- [WHAT TO PRODUCE] Write out exactly the lines running from the one with "Tag every instance of the gravel" to the last line of the entries, keeping both the first and the last.

Region pointing data:
◇ ◇ ◇ ◇ ◇ ◇ ◇
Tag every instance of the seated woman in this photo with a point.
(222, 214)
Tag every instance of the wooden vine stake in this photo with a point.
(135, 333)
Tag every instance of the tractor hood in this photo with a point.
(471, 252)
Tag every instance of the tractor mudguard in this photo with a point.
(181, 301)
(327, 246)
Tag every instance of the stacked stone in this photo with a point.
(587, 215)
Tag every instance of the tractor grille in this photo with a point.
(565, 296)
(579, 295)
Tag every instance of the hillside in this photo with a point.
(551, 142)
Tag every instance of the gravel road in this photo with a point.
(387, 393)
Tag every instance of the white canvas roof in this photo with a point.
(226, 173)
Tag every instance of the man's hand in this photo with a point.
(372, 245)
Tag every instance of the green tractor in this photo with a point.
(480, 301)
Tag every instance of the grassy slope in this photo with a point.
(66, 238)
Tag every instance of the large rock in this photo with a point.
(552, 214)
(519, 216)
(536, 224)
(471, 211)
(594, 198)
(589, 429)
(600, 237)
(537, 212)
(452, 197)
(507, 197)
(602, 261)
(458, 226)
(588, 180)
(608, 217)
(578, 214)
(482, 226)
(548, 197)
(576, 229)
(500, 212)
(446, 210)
◇ ◇ ◇ ◇ ◇ ◇ ◇
- [SOLVED PROBLEM]
Tag every instance of the gravel road in this photo with a point.
(387, 393)
Tag every instance of the white canvas roof in this photo with a point.
(226, 173)
Tag every instance of the man's hand in this photo with a point.
(372, 245)
Tag every instance of the green tractor in this photo with a point.
(480, 301)
Tag every instance of the grassy slope in this photo with a point.
(66, 238)
Tag every instance of the large rock in this photo with a point.
(552, 214)
(519, 216)
(536, 224)
(471, 211)
(594, 198)
(589, 429)
(600, 237)
(537, 212)
(452, 197)
(507, 197)
(602, 261)
(458, 226)
(588, 180)
(608, 217)
(578, 214)
(482, 226)
(548, 197)
(576, 229)
(500, 212)
(446, 210)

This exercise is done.